Threadwielders (a/k/a Threadweavers) are a mostly acorporeal, quasi-immortal species that are technically immigrants to the universe from a different one - while simultaneously being the makers of the universe as a whole. They have a mostly tacit understanding of how the whole thing works - and how to tweak it so it does something else.

Biology

Threadwielders are chiefly invisibly encoded as information into the universe when they move through it. Much like a fungus and its fruiting body, Threadwielders are much larger entities than their avatars might suggest, and the more they age, the more 'space' they take up. Threadwielders do need their avatars to interact with the world. Each avatar has an acorporeal component (the one that can hypothetically manipulate Thread) and a corporeal one, and the corporeal one does not have to be visible at all. The corporeal part is a bit like a thin layer of skin - it can be prised off and a new one sought, but that's a dead-end without any Thread to graft itself to the new 'skin', and incredibly difficult without at least an alibi corporeal avatar to stay in touch with physical reality, since without perception of it, it's like swimming blindly in a zero-g ocean trying to find the surface to break through.

To kill a Threadwielder, one would have to trap its corporeal avatar, poison its acorporeal avatar to prevent it from detaching from it, use its structure to find the informational component, and rewrite (scramble) enough of it to turn the Threadwielder little more than random cosmic background noise - certainly nothing sapient. (This is exactly what Teranyina does.)

A complete destruction of a Threadwielder's avatar is 'survivable' for the Threadwielder, in that nothing threatens the informational component. The creature can even resurrect out of that particular torpor, as long as other Threadwielders are so kind to create them a new avatar.

In the most abstract sort of sense, they reproduce sexually; it's something that happens between acorporeal avatars, though mediated through the physical world, which is to say, corporeal avatars have to have some proximity to each other (or the aformentioned 'blind swimming' causes a chance encounter, but that's of course not practical). Nonetheless, they're genderless - there are no roles in such an encounter. There's also no social component to the interaction, other than the resulting responsibility to care for the offspring, so in practise it's used exclusively for procreation - though it could hypothetically be used as a rather effective form of blackmail, since no consent is actually necessary, but responsibility is assumed anyway.

• [Data section]:

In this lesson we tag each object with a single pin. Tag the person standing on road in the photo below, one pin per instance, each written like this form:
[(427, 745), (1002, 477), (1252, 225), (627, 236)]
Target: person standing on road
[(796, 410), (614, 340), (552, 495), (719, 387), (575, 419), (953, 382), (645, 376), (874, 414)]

* * *

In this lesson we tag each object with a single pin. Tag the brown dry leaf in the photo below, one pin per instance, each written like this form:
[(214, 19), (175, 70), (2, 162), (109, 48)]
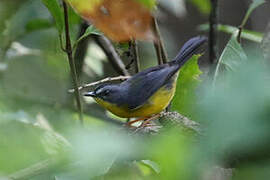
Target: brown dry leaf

* * *

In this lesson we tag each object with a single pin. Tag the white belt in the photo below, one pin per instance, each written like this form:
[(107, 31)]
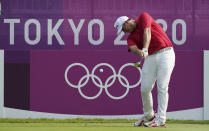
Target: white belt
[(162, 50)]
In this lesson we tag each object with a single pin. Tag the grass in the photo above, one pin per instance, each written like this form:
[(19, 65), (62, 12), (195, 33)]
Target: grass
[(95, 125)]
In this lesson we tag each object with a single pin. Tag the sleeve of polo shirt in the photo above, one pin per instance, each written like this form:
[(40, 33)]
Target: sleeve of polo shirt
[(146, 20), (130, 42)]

• [Task set]:
1 – From the text on Threadwielders, set down the passage starting with "A complete destruction" and going on through "a new avatar.".
2 – Resume the text on Threadwielders after its final sentence.

• [Solved problems]:
1 –
A complete destruction of a Threadwielder's avatar is 'survivable' for the Threadwielder, in that nothing threatens the informational component. The creature can even resurrect out of that particular torpor, as long as other Threadwielders are so kind to create them a new avatar.

2 –
(It's quite independent of what corporeal avatars do, too. Two Threadwielders could take a liking to sex as we humans understand it and nothing would come of it. As such, it's theoretically possible to have 'sexual' Threadwielder interaction with strong social components - one that exists between corporeal avatars. It would just have nothing to do with their actual reproduction.)

Culture

The attitude of Threadwielders tends to be fairly meh for a culture of de-facto deities. They have no rules about what's ethical to do to their pet universe, short of respecting their kin and accountability for one's actions. The lack of strong societal values, however, is in part what makes them good Guardians of other sapient species: They can adopt their pet culture's values almost entirely.

Actively causing the death of another Threadwielder is immediate grounds for complete ostracism (and running danger of being similarly destroyed) and, if it can be arranged, the removal of all Thread in the Threadwielder's possession.

They're not very prone to helping each other (they're more a live-and-let-live people), except to defend from other Threadwielders. The notion that other things might be able to do them harm is difficult to swallow and might take a few millennia to properly sink in; only to be so alien a concept that it registers as much more threatening than Threadwielder warfare, even though it's not, and does not invite intervention, either, just avoidance.

Their culture has an age-based hierarchy; the older you are, the more respected you are and the more influence you have, unless you've done something to earn contempt or derision.

Failing to correctly assess the consequences of one's Thread-based tampering is practically considered a heinous crime, since anyone who dares use Thread (= a lot of Threadwielders, but not most of them) ought to bloody well know what's going to happen for the next few millions of years at least.

Generally, despite perceiving time no different than a human being might, Threadwielders ignore short-term changes, where 'short-term' is anything under one millennium. If a problem persists for longer than that time, it's acknowledged as an actual problem. Before then, it's a nuisance at best - unless, of course, it affects them personally, in which case it's dealt with. If it's happening to other people, though, it can wait.